Selected excerpt:
------------
Insight on JVM Tuning

11 min readAug 23, 2020

Introduction

The amount of information available on Tuning JVMs is overwhelming! There are many techniques and even more blogs published on the subject. Over the last few years, I have been working on monoliths, microservices, and, most recently, on containers on Kubernetes. I found many opportunities for JVM Tuning and, through much experimentation and analysis, learned how to achieve the optimal results. Unfortunately, there is no fixed formula for JVM tuning that works every time for every environment. However, there are some best practices that I found quite useful to get close to optimal results. That is why there is no fixed formula for optimization; hence I usually called JVM tuning as an “Art.”

In this blog, I give an uber picture across this spectrum of techniques for the full life cycle of JVM Tuning. We will cover upcoming JVM technology changes that bring new features and new GC algorithms. As memory and CPU become cheaper, different trade-offs are possible, JVM tuning is a moving target. Below is an Ideal state of Application where we have regular GC happening and objects being garbage collected at a steady rate. If your application Garbage collection is frequent, clearing objects from the heap and bringing heap memory to the base state would be ideal.

Heap usage graph generated by https://gceasy.io

Every Application should try to reach this base state. However, for most modern applications, there is an opportunity to tune.

Customer

We need to understand the customer needs and SLA for our products, we follow below, but they may vary based on your customer requirements.

Stability — We are always focused on customer FCI ( Failed Customer Interaction), ensuring the customer has the right behavior of the product and won’t see the error on their side.
Performance — Once stability achieved, focus would be on the optimal way to serve the customer, which we measured as TP99 ( 99 percentile of response time). We measured customer perceived performance.
Availability — Last but not least, ensure that our product availability should beyond 99.99% and should not have outages. The scale is the next step in this journey, where you can do vertical and horizontal scales based on product needs.

JVM

Every Product has different requirements and burning needs. However, most of the time, we focus on below, as they cover core tuning concepts and biggest needle mover.

Pause Time — Focus would be on Reducing the pause( suspension) time. Pause Time impacts the response time, aka Performance.
GC Invocation — Minimizing the Full/Major GC, will help the stability of the product.
Object Lifetime — Object lifetime in JVM, ensuring the Objects are not pushed to Major collection and most of them to be garbage in Minor. Object rate also needs to be controlled. Overall object churn rate, how many objects created and cleaned up. Object Lifetime brings overall Availability, as less Full GC Invocation, and lesser pause time.

Operation

We then need to consider how we can get insight into the above JVM parameters so that we can take corrective action. We need to look based on what specific problems we are facing.
------------
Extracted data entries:
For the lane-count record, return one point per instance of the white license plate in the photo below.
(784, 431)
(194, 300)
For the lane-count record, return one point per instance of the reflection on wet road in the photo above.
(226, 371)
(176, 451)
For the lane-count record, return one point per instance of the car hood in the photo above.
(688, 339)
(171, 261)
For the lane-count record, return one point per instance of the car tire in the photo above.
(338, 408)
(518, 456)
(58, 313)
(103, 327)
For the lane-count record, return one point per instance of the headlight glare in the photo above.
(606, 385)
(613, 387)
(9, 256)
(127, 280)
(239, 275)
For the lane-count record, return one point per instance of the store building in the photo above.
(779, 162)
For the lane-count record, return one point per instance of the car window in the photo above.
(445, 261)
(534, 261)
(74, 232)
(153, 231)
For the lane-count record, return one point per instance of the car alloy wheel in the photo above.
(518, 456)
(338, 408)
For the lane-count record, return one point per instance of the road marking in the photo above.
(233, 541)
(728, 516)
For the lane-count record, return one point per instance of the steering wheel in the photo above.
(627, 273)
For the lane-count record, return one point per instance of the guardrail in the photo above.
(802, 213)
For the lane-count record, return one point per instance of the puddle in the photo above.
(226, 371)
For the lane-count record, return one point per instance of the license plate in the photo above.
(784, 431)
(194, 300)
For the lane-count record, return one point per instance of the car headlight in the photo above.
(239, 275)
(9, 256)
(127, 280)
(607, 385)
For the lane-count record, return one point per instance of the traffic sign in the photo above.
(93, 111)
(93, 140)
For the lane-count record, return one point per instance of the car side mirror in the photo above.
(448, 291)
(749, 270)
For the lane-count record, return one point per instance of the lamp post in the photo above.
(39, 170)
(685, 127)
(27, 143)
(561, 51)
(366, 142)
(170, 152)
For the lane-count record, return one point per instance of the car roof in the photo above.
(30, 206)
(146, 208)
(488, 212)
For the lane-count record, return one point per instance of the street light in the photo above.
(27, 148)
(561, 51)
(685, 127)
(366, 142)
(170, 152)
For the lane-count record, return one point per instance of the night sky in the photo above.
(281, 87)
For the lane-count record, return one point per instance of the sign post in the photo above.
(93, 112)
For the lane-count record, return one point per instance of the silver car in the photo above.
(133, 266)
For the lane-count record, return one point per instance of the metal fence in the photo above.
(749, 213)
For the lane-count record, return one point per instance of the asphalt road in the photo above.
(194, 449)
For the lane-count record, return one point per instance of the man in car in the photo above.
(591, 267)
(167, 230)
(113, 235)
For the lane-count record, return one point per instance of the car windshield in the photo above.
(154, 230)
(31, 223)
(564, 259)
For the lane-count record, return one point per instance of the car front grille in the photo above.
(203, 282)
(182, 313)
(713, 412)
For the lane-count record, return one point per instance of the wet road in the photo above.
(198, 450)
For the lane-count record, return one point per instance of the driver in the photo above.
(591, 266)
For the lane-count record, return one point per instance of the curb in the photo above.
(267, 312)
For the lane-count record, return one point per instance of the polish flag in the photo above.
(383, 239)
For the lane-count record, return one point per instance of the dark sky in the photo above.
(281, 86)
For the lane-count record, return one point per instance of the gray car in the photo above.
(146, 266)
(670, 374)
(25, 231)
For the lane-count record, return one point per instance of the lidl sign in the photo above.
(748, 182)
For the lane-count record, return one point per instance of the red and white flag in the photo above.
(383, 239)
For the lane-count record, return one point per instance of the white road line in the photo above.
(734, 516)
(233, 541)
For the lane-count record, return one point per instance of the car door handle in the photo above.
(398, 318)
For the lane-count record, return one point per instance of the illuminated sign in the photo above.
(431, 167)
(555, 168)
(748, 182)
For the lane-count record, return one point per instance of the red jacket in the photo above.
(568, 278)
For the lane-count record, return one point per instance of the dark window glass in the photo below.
------------
What you have to do:
Can you set down, word for word, the part of the JVM tuning article starting with "Heap usage graph" and going on through "on their side."?

Response box:
Heap usage graph generated by https://gceasy.io

Every Application should try to reach this base state. However, for most modern applications, there is an opportunity to tune.

Customer

We need to understand the customer needs and SLA for our products, we follow below, but they may vary based on your customer requirements.

Stability — We are always focused on customer FCI ( Failed Customer Interaction), ensuring the customer has the right behavior of the product and won’t see the error on their side.